Reproduce every row below word for word, leaving the pictures out of your copy.

■ ■ ■ ■ ■ ■ ■

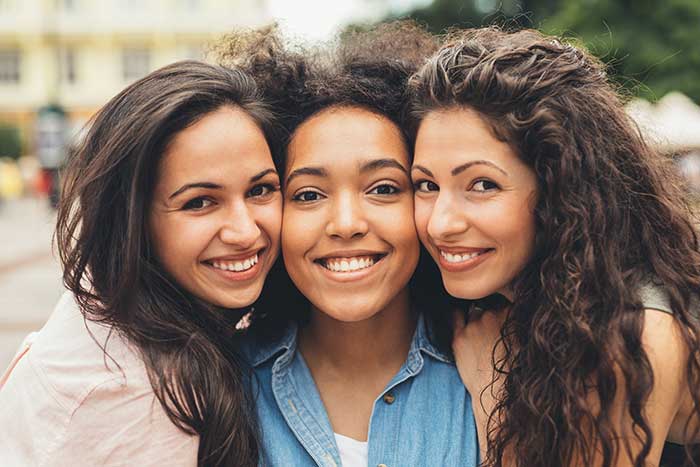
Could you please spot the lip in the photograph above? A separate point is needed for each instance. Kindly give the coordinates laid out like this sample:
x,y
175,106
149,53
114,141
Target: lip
x,y
462,266
349,254
245,255
238,276
350,276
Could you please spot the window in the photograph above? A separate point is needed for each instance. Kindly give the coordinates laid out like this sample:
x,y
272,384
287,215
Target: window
x,y
67,65
68,5
191,52
189,4
136,62
7,5
9,66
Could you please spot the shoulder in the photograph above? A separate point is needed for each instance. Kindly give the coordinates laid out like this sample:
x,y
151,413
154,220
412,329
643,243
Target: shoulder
x,y
66,397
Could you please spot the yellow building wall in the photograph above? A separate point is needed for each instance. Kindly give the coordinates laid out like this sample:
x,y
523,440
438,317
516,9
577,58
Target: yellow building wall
x,y
98,31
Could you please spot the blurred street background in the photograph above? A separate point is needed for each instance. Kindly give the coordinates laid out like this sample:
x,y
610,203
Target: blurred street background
x,y
60,60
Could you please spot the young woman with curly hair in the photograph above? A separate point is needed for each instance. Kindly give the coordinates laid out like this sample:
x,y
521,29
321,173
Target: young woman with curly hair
x,y
359,376
570,240
168,226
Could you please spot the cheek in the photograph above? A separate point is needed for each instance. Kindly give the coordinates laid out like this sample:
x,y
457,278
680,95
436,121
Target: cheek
x,y
423,210
297,232
268,217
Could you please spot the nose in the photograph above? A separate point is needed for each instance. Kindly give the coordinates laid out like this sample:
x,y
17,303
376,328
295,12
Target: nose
x,y
447,219
347,219
239,228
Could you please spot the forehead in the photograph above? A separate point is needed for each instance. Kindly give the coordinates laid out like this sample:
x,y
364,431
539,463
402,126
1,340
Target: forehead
x,y
223,138
342,137
451,135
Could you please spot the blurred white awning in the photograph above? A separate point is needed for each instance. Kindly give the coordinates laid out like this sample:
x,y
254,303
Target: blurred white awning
x,y
671,125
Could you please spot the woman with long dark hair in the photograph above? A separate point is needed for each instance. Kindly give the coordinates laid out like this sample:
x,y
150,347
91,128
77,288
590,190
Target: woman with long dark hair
x,y
168,226
569,239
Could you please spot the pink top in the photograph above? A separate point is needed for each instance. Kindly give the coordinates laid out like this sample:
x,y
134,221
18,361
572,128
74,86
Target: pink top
x,y
63,403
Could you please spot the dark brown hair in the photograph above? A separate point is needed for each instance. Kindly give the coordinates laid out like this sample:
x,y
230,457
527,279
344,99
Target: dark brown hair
x,y
109,263
610,216
365,68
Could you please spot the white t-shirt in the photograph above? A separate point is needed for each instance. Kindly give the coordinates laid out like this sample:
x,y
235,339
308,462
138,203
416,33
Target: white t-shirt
x,y
353,453
63,403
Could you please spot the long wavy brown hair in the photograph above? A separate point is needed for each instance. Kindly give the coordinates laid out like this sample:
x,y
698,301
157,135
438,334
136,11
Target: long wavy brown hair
x,y
610,216
188,346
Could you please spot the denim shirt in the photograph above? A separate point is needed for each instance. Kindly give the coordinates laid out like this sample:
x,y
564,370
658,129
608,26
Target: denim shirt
x,y
422,418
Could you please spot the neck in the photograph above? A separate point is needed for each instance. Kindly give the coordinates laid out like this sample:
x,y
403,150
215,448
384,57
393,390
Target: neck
x,y
374,345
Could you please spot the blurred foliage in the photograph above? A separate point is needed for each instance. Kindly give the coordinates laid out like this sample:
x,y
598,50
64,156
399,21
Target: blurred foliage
x,y
10,142
651,46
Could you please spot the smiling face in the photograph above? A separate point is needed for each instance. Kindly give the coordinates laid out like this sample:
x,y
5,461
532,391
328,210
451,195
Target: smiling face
x,y
348,237
474,201
216,212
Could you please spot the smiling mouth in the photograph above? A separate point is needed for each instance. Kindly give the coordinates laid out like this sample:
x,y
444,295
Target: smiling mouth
x,y
349,264
238,265
456,258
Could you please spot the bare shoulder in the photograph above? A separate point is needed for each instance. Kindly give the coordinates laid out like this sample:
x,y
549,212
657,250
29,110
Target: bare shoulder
x,y
668,354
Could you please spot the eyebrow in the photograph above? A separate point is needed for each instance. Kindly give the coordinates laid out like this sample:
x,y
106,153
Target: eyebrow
x,y
423,169
459,169
189,186
314,171
382,163
214,186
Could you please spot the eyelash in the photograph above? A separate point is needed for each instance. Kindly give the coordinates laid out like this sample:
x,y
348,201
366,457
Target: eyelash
x,y
393,188
188,206
299,196
266,186
417,186
268,189
485,181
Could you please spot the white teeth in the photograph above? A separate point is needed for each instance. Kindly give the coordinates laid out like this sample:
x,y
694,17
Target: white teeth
x,y
347,264
460,258
236,265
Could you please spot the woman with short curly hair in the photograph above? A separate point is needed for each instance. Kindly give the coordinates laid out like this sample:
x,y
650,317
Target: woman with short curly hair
x,y
571,242
360,376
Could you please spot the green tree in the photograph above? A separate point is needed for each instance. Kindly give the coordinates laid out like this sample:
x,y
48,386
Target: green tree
x,y
10,142
651,46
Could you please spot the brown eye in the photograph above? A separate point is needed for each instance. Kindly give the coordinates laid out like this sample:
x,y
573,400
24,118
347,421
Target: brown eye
x,y
307,196
485,185
384,189
196,204
426,186
261,190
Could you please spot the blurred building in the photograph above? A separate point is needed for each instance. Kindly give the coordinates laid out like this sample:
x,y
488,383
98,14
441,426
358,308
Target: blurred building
x,y
79,53
672,126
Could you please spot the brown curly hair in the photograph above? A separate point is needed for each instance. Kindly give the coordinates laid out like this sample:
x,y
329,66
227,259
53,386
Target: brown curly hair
x,y
610,216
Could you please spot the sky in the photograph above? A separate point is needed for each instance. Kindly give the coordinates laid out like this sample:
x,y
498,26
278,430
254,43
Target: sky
x,y
316,20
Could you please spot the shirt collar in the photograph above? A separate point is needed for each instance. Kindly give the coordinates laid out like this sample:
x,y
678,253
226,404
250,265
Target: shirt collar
x,y
287,344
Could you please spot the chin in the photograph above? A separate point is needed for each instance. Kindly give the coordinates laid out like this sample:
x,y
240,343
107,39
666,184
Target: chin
x,y
237,299
458,289
348,312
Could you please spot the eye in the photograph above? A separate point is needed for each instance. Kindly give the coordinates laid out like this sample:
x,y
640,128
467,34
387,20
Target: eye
x,y
307,196
484,185
426,186
261,190
384,189
197,204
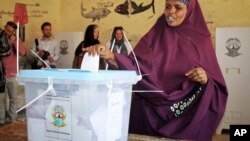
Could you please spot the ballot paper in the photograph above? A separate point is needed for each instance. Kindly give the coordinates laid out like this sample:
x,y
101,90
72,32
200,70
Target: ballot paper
x,y
90,63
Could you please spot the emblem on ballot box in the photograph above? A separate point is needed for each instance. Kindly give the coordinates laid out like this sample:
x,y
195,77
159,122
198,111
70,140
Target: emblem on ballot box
x,y
59,115
233,45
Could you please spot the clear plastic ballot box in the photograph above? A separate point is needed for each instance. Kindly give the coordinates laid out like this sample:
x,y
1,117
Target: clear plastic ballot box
x,y
75,105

■ ■ ■ ■ ■ ■ ■

» Correct answer:
Could you please spot the lip in the photograph above? A separate point is needed for each instance. Kindly give the coordinates laid out like this sample:
x,y
175,106
149,53
114,141
Target: lip
x,y
462,266
349,254
245,255
238,276
350,276
Could you please spot the window in the photograph above? A separate point is needed for each instance. Kindly give the coordinates laid out like this sample:
x,y
272,384
287,215
Target: window
x,y
67,65
68,5
191,52
189,4
136,62
7,5
9,66
Could you please spot the shoulder in the photograph above? A separate point is needed for each instance. Kindly give the coordinates laid out like this sample:
x,y
151,413
154,220
412,329
643,243
Target: shoulder
x,y
66,397
Could you please spot the yellow building wall in the photograph above? A separate point is needed for each instance. Kindly give the coordinates laid out like this sample:
x,y
523,440
438,317
516,9
577,58
Target: yellow building wall
x,y
98,31
Could you please spot the blurred street background in the photograph above? A separate point is needed for each instance. Kindly give the coordinates laid out like this sample:
x,y
610,203
Target: blurred street background
x,y
60,60
Could you please spot the young woman with curly hair in the photograph above? A separate point is needed for each instance. Kindly give the coordinates laid out like this sample:
x,y
521,29
321,173
Target: young woman with curly hair
x,y
359,376
570,240
168,226
Could you please spot the cheek in the photograph above? A separate point is needed for each instance. Kindly give the coordinates laid out like this sample:
x,y
457,278
680,95
436,121
Target: cheek
x,y
423,210
297,232
268,217
Could you please spot the nose in the photograph above? A separate point is needed for each instance. Kindly give the coordinates laid out like this sample:
x,y
17,303
376,328
295,12
Target: nose
x,y
447,219
347,219
239,228
Could you please spot the forehead in the photograph above? A separate point is needed for each instance. Kindly give the coordinates laid out like this sample:
x,y
364,431
539,463
402,126
1,340
Target: forehead
x,y
223,138
342,137
451,135
Could you please spot the blurred white awning in the photograph above? A separate point is needed for each instance. Kindly give the coordinates laid out like this sample:
x,y
254,303
Target: blurred white awning
x,y
671,125
Could you please spot the woman with long dark hair in the photograph above? A separate point is needed for each instance. Kindly give the coordinates laid out like this sample:
x,y
150,347
91,128
77,288
590,190
Target: woman with long dark hair
x,y
168,226
569,239
Could you please spot the pink top in the photograph above? A separate point is needed for each instance. Kindly give the coordinates laid out like this sample:
x,y
134,221
18,361
572,128
74,86
Target: pink top
x,y
63,403
Could you please spot the dark brown hair in the photograph above? A separate point is needed for each instance. Kindly give the coordinates laid out like this sample:
x,y
230,457
527,279
344,99
Target: dark brown hair
x,y
109,263
610,216
365,68
Could you please spot the white t-shirt in the photograph above? A separate point is needed for each instance. Kindly give the coordinates laid out like this sample:
x,y
235,339
308,462
138,203
416,33
Target: white t-shirt
x,y
353,453
63,403
Could you please spot the long wavy brown hair in the photograph above? A separate point is needed for each instance. Kindly give the coordinates laid out like this sample:
x,y
698,301
157,135
438,334
136,11
Target: long wavy brown hair
x,y
610,216
188,346
Could you please spot the denim shirt in the photograph above? A separate point is needed for each instance. Kindly give the coordinates laid out like this sample:
x,y
564,370
658,129
608,26
Target: denim shirt
x,y
422,418
Could you please spot the neck in the photograph above? A separate point is needed for each instance. Kindly give the coordinates laid out like this sample:
x,y
403,150
215,448
384,57
393,390
Target: neck
x,y
374,345
Could you please spot the blurred foliage in the photograph above? A separate point is needed for each instance. Kindly give the coordinates laid out like this sample:
x,y
598,50
64,156
399,21
Target: blurred foliage
x,y
10,142
651,46
Could you please spot the smiling face in the photograph above? A separate point is needed for each instance. Kindly give the coordinates laid out like this sample:
x,y
5,461
532,391
328,210
451,195
Target: smiling face
x,y
348,237
474,201
216,212
Could you please spot the smiling mouth in the photograph above? A separate point is needed for each instance. Kindly give the coordinates laid out like this sample:
x,y
444,295
Target: smiling mouth
x,y
349,264
238,265
456,258
Could you please spot the bare shoulder in the photograph above? A separate point is needed for each instance. Kindly give the coordinates laid out like this sample:
x,y
549,212
657,250
29,110
Target: bare shoulder
x,y
668,354
Could you please spot the eyebrow in the photograph above? A separate point is needed for each instance. Kindly give the coordinates laid out like this sample:
x,y
106,153
Target: eyebrow
x,y
423,169
459,169
189,186
314,171
382,163
214,186
Could you please spot the eyelash in the photograph above? A separate point is needed for each instance. Kindly give the coordinates laid out like this sample:
x,y
348,201
366,457
Target: eyelash
x,y
393,188
188,206
299,196
266,186
417,186
268,189
485,181
Could you please spot the white teeth in the photograph above? A separate point is needed for each instance. Kindly give the coordinates laid out like this sample:
x,y
694,17
Target: white teeth
x,y
347,264
460,258
236,265
Could you please spot the woman with short curly hair in the photograph above? A separate point is needed for each instance. Kindly give the coordinates laid out like this sample:
x,y
650,317
Target: woman with short curly hair
x,y
571,242
360,376
Could you please spot the green tree in the photograph above? A separate point is needed for each instance. Kindly give the coordinates laid out like this sample:
x,y
48,386
Target: green tree
x,y
10,142
651,46
Could you please spot the brown eye in the photograph above? A separate point is needed for each instance. Kindly give the coordinates laid out like this sample:
x,y
573,400
24,118
347,421
Target: brown eye
x,y
307,196
485,185
384,189
196,204
426,186
261,190
Could you please spot the blurred building in the photograph above? A separate point is needed for each instance. Kindly give the coordinates laid out like this sample:
x,y
488,383
98,14
441,426
358,308
Target: blurred building
x,y
79,53
672,126
Could you please spot the brown curly hair in the photograph above? A separate point is needed for each instance. Kindly give the coordinates laid out like this sample:
x,y
329,66
227,259
53,386
Target: brown curly hair
x,y
610,216
Could you please spot the sky in the photograph above? A separate point is needed for each instance. Kindly give the coordinates laid out like this sample:
x,y
498,26
278,430
254,43
Target: sky
x,y
316,20
Could you please spot the shirt collar in the photograph above? A separate point is needed for each instance. Kindly give the coordinates laid out like this sample:
x,y
678,253
226,404
250,265
Target: shirt collar
x,y
287,344
Could you please spot the chin in the photograph above? A separate point is needed for each instance. Kindly give the coordinates laid out like this sample:
x,y
240,343
107,39
666,184
Target: chin
x,y
237,299
458,289
348,312
Could you please spot the eye in the photograph above? A separate point is needed for each instance. Kindly give the coordinates laid out like this sample:
x,y
640,128
467,34
387,20
Target: eye
x,y
307,196
484,185
426,186
261,190
384,189
197,204
Could you please spot the ballot paper in the photograph above? A separate point is needed for each instance. Kindly give the coordinates laid out like this sample:
x,y
101,90
72,32
200,70
Target: ballot paper
x,y
90,63
Could you please spot the emblem on ballot box in the photograph above? A separate point is needed for each instance. Kindly give the coordinates laid out like this sample:
x,y
195,77
159,122
198,111
70,140
Target: emblem on ballot box
x,y
59,115
233,45
Could you please spot the clear plastic ballot box in the photograph above? A separate point is needed for each instance. Kindly give the coordinates laid out like this sample:
x,y
1,117
Target: clear plastic ballot box
x,y
75,105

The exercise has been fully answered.